Symposium 2019 (October): Governing Wicked Problems
The Vanderbilt Law Review held a symposium entitled “Governing Wicked Problems,” at Vanderbilt Law School on October 24–25, 2019. You can read the resulting scholarship in the Symposium issue here. The event was co-hosted by Professors J.B. Ruhl and James Salzman, who described the theme in this way:
“Governing Wicked Problems” explores whether emerging theoretical and empirical work centered around concepts of resilience, adaptive governance, and complex adaptive systems offers a generalizable approach that could improve upon the conventional “war on” strategy often taken when government wrestles with intractable policy challenges—i.e., wicked problems.
Wicked problems are the opposite of hard but ordinary problems, which public and private governance institutions can solve in a finite time period by applying standard techniques. Not only do conventional governance processes fail to tackle wicked problems, they may exacerbate situations by generating undesirable consequences. The symposium was organized to step back and ask whether there are general governance design principles that could prove useful across the category of wicked problems. More fundamentally, we pushed back on the conception that each wicked problem is sui generis as a governance challenge.
We invited a small number of thought leaders from a variety of fields to write about both substantive wicked problems (such as climate change and gentrification) and governance strategies to address such problems (such as resilience and adaptive governance). The focus of the symposium was neither to run through each problem and its specific challenges nor to consider governance strategies in the abstract. Instead, it married the specific and abstract, asking what generalizable insights have been learned about how to design public and private governance regimes to manage wicked problems.
The speakers for the Symposium were:
- Barbara Cosens (University of Idaho College of Law)
- Robin Craig (The University of Utah College of Law)
- Richard Lazarus (Harvard Law School)
- Gary Marchant (Sandra Day O’Connor College of Law)
- Alex Camacho (UC Irvine School of Law)
- Scott Campbell (University of Michigan, Taubman College of Architecture and Urban Planning)

Requirements:
(a) Can you write out the stretch of the symposium description from "- Richard Lazarus" through "and Urban Planning)" word for word?
(b) Which speakers does the symposium description name?

Supplied data:
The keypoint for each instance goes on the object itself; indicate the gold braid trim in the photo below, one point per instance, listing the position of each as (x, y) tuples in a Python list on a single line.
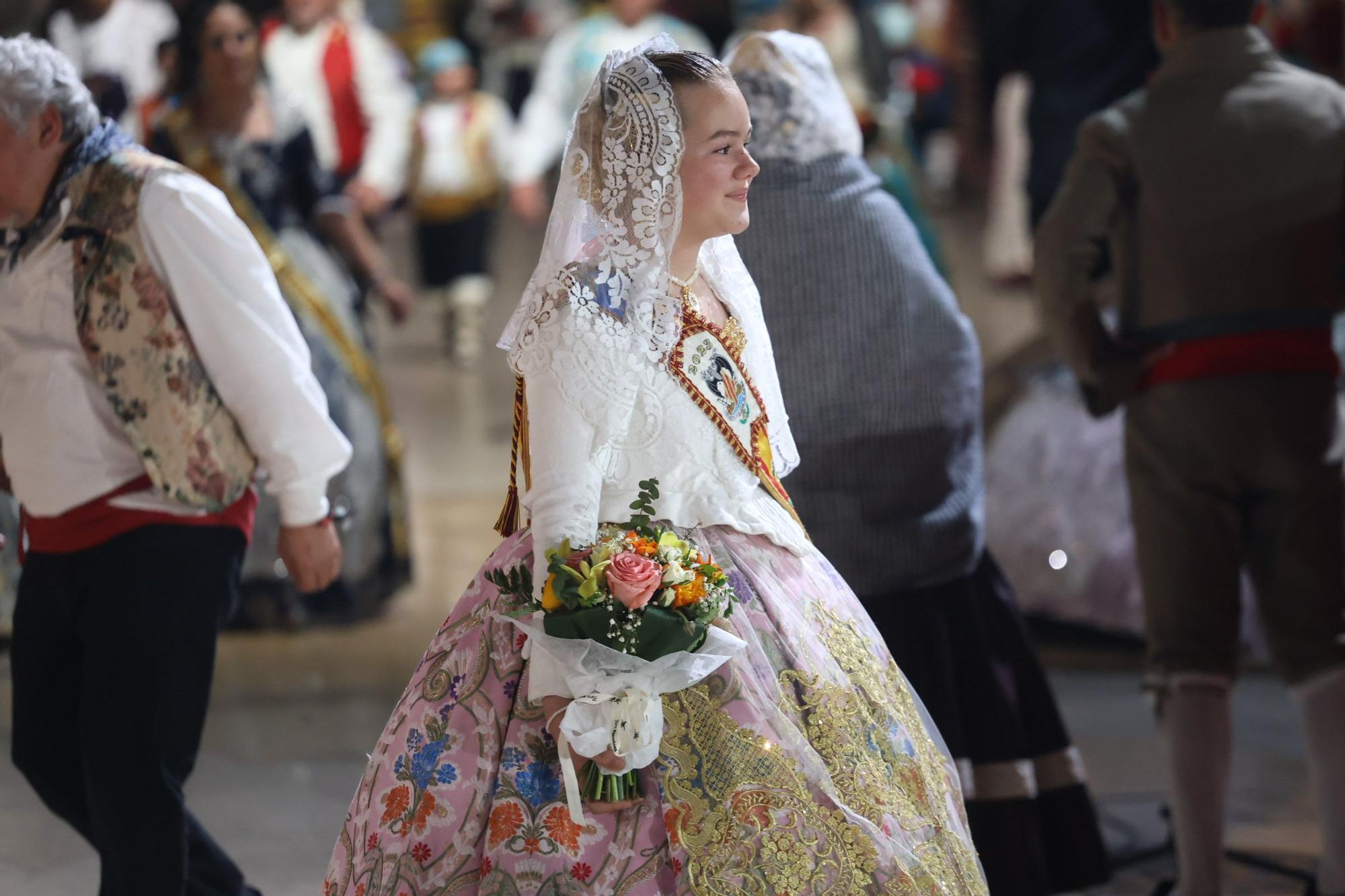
[(512, 514), (309, 300)]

Solved problems:
(a)
- Richard Lazarus (Harvard Law School)
- Gary Marchant (Sandra Day O’Connor College of Law)
- Alex Camacho (UC Irvine School of Law)
- Scott Campbell (University of Michigan, Taubman College of Architecture and Urban Planning)

(b)
- Barbara Cosens
- Robin Craig
- Richard Lazarus
- Gary Marchant
- Alex Camacho
- Scott Campbell